— START Source material —

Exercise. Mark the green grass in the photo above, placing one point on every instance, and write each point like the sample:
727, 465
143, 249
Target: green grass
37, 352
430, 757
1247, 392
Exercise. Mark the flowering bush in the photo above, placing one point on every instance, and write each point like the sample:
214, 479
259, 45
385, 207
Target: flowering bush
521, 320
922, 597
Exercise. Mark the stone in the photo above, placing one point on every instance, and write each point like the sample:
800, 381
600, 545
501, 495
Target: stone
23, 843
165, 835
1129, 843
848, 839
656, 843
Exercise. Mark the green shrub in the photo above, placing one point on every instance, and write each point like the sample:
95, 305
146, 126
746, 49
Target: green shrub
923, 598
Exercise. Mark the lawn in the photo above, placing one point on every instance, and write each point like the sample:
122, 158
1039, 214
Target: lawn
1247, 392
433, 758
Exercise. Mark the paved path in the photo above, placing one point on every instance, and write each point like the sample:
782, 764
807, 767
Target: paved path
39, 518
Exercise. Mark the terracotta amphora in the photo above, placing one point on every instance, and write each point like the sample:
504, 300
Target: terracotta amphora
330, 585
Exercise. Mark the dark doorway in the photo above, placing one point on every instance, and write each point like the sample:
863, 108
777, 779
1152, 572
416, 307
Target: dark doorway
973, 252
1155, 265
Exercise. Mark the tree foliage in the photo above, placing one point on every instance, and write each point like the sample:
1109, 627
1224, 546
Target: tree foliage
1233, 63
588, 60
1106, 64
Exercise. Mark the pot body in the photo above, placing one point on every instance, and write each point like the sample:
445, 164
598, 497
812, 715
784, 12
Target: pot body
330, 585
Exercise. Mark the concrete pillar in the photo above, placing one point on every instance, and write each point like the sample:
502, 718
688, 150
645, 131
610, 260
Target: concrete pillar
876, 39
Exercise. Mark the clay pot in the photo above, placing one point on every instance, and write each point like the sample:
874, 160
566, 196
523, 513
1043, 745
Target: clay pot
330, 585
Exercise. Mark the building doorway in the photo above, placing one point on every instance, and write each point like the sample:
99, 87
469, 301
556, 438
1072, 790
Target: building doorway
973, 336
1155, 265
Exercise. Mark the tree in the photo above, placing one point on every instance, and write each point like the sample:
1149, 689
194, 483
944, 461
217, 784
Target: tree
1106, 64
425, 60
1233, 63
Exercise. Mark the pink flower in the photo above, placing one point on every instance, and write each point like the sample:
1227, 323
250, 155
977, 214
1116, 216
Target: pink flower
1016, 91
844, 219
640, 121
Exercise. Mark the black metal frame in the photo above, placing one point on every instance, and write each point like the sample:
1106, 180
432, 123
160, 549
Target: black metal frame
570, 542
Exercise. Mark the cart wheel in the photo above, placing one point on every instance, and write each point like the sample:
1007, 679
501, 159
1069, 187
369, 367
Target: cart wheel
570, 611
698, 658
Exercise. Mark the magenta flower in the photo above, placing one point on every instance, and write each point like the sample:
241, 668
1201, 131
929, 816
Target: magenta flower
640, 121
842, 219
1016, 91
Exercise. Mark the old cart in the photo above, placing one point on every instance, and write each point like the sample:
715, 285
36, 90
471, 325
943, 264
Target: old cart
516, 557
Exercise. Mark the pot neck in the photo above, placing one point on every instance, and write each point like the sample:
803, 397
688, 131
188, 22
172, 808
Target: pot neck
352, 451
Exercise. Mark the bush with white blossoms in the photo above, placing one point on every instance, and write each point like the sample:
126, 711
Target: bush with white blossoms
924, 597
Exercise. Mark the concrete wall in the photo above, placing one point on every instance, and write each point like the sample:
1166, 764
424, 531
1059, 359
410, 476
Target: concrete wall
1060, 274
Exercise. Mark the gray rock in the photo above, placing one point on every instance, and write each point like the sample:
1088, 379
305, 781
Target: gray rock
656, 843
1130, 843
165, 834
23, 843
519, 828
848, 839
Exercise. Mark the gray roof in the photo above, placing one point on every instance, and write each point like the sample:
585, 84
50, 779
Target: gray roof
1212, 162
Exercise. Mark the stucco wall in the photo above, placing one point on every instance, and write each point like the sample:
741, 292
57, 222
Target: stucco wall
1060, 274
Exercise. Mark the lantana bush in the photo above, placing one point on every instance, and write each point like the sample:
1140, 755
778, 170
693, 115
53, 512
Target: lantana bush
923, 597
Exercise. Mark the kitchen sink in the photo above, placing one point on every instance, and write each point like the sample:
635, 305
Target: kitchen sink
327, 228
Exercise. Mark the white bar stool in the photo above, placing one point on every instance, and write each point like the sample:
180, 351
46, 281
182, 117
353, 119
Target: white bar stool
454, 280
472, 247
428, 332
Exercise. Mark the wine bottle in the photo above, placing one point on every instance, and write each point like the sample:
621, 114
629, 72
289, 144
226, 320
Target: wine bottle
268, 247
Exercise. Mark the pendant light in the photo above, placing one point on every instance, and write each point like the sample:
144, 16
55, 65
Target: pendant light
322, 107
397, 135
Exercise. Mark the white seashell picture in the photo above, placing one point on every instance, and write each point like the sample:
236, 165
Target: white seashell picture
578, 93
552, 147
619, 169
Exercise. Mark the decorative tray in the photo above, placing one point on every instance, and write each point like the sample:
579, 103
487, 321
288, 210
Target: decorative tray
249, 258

— END Source material —

Take the lines above and print them exactly.

Exercise. Mark the green grass in the photo above, placing one point on every instance, and write each point like the sample:
727, 465
143, 249
Target: green grass
37, 352
430, 757
1247, 392
Exercise. Mark the flowering bush in the photo above, placing one point on every instance, and write each point like the sample:
214, 479
259, 45
385, 207
Target: flowering bush
521, 320
922, 597
Exercise. Mark the stone in the photo above, placing one point on every instance, and write each point like the sample:
800, 381
600, 545
501, 495
Target: stone
23, 843
165, 835
1129, 843
848, 839
656, 843
Exercise. Mark the green shrub in the photo above, placing one point on every instance, and write each point like the sample:
95, 305
146, 126
746, 49
Target: green shrub
923, 598
Exercise. Mark the lawn in the photo above, placing one point on every instance, and write each point like the sample:
122, 158
1039, 214
Target: lawn
1247, 392
433, 758
Exercise. Mark the paved path in the photo above, placing one point on every instance, and write each point like the sample:
782, 764
807, 767
Target: paved path
39, 518
Exercise. Mark the terracotta amphora in the photo above, placing one point on every instance, and write each point like the sample:
504, 300
Target: terracotta amphora
330, 585
Exercise. Mark the dark doorway in the photo above, placing one point on every instance, and write each point like the sample:
863, 108
777, 779
1152, 572
416, 307
Target: dark doorway
973, 252
1155, 265
Exercise. Mark the tree foliage in the photo above, placing one point on every instance, and write each point like the sample:
1109, 627
1224, 546
Target: tree foliage
1233, 63
588, 60
1106, 64
Exercise. Mark the pot body in the photo above, placing one point on every instance, and write each point like the sample:
445, 164
598, 497
812, 715
784, 12
Target: pot body
330, 585
Exercise. Mark the concrete pillar in the photo above, placing one point on every instance, and write each point like the sample:
502, 718
688, 150
645, 131
610, 260
Target: concrete pillar
876, 39
Exercise. Mark the clay pot in the photo above, placing one point on every instance, and write each point like the sample:
874, 160
566, 196
523, 513
1043, 745
Target: clay pot
330, 585
Exercise. Mark the building doorway in the photo above, placing one point on every instance, and write each point like the sample:
99, 87
469, 301
556, 438
1072, 790
Target: building doorway
973, 336
1155, 265
Exercise. Mark the tree in the photo above, placing one point on every instance, and write each point like the sample:
1149, 689
194, 483
944, 461
217, 784
Target: tree
1106, 64
425, 60
1233, 63
Exercise. Mark the pink flower in the photo above, placing one point on every instance, and write each point like the sample:
1227, 323
250, 155
977, 214
1116, 216
Target: pink flower
1016, 91
844, 219
640, 121
Exercise. Mark the black metal frame in the photo above, placing one point on every instance, and write each point like the sample:
1106, 180
432, 123
160, 549
Target: black metal frame
570, 542
Exercise. Mark the cart wheel in the photo above, placing one point on every instance, and write each point like the sample:
1007, 679
501, 159
1069, 187
369, 367
Target: cart wheel
570, 611
698, 658
Exercise. Mark the magenta flower in the photo above, placing one point on every instance, and write each point like the sample:
241, 668
1201, 131
929, 816
Target: magenta flower
640, 121
842, 219
1016, 91
Exercise. Mark the old cart in the photo above, placing one point on every instance, and write each point like the sample:
715, 285
36, 90
471, 325
943, 264
Target: old cart
516, 557
Exercise. Mark the pot neck in the photo above, placing one point on every instance, and write each point like the sample:
803, 397
688, 131
188, 22
172, 808
Target: pot neck
352, 451
Exercise. Mark the bush with white blossoms in the photo above, placing one point on every instance, and write each point like the sample:
126, 711
Target: bush with white blossoms
924, 597
Exercise. Mark the concrete wall in the photo above, placing one point on every instance, and write each point like the sample:
1166, 764
424, 531
1059, 359
410, 476
Target: concrete wall
1060, 274
Exercise. Mark the gray rock in the photo above, placing one point on every instance, and write each point like the sample:
1088, 379
305, 781
Target: gray rock
656, 843
1130, 843
165, 834
23, 843
519, 828
848, 839
Exercise. Mark the gray roof in the photo above, placing one point on every instance, and write each point like the sample:
585, 84
50, 779
Target: gray roof
1212, 162
Exercise. Mark the stucco wall in the photo above, placing one point on every instance, and write each point like the sample:
741, 292
57, 222
Target: stucco wall
1060, 274
Exercise. Mark the lantana bush in the photo above, placing one point on every instance, and write each point like the sample:
1140, 755
778, 170
693, 115
53, 512
Target: lantana bush
923, 597
Exercise. Mark the kitchen sink in the photo above, placing one point on every instance, and write each point like the sample:
635, 305
Target: kitchen sink
327, 228
Exercise. Mark the white bar stool in the photo above, placing one point on every instance, and write each point like the sample:
180, 351
46, 281
182, 117
353, 119
Target: white bar stool
454, 280
472, 247
428, 332
Exercise. Mark the wine bottle in the photo above, placing one point on every instance, and write each point like the sample:
621, 114
629, 72
289, 144
226, 320
Target: wine bottle
268, 247
Exercise. Mark the pendant light in the photo above, placing one point on every instance, and write each point like the sample:
144, 16
55, 65
Target: pendant light
322, 107
397, 135
Exercise. Mark the white seashell picture in the photo above, placing one point on every instance, and write each point like the sample:
236, 165
Target: white seashell picture
578, 93
552, 147
619, 169
Exercise. Mark the decorative tray in the photo above, placing one point on every instance, and write each point like the sample:
579, 103
487, 321
288, 210
Target: decorative tray
249, 258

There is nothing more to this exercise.